- [ACTIVITY]
Copy each line below that contains "white".

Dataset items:
↓↓↓

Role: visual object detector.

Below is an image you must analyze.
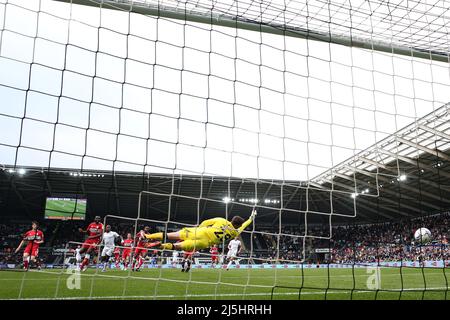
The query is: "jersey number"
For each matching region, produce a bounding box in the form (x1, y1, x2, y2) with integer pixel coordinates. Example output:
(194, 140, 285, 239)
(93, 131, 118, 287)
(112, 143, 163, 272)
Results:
(214, 231, 232, 241)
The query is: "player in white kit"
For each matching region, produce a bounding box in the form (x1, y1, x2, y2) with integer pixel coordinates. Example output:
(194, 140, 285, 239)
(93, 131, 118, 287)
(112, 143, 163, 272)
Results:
(100, 225, 121, 272)
(226, 237, 242, 270)
(74, 245, 82, 269)
(172, 250, 179, 267)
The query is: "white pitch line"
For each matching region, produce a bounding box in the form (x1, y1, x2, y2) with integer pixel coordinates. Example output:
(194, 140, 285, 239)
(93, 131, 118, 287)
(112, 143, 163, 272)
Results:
(3, 287, 449, 300)
(20, 270, 275, 289)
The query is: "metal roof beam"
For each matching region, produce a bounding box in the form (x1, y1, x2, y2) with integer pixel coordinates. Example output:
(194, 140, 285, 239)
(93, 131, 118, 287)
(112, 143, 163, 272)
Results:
(362, 167, 450, 203)
(325, 169, 449, 207)
(419, 124, 450, 141)
(312, 179, 404, 219)
(360, 157, 389, 170)
(344, 166, 378, 177)
(332, 172, 376, 190)
(331, 178, 438, 214)
(395, 136, 450, 162)
(376, 148, 450, 180)
(332, 196, 393, 220)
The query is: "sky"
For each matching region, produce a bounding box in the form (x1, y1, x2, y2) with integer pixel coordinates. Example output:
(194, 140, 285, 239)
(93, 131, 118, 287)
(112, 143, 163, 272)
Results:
(0, 0, 449, 182)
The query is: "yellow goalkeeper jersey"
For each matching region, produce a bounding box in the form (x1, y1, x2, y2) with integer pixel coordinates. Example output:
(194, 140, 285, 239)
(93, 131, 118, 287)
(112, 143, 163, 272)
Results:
(194, 217, 253, 245)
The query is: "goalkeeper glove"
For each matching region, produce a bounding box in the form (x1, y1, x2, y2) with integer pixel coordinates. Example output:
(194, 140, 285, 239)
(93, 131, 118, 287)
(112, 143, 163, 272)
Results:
(250, 209, 257, 220)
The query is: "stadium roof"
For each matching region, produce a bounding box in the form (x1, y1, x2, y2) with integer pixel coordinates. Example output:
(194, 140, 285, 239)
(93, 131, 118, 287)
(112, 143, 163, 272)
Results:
(1, 103, 449, 226)
(310, 102, 450, 220)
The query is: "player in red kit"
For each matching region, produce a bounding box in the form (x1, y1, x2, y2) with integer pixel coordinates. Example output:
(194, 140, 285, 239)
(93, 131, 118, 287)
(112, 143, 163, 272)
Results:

↑↑↑

- [TASK RESULT]
The query is: "player in white kit"
The query is: "white pitch line"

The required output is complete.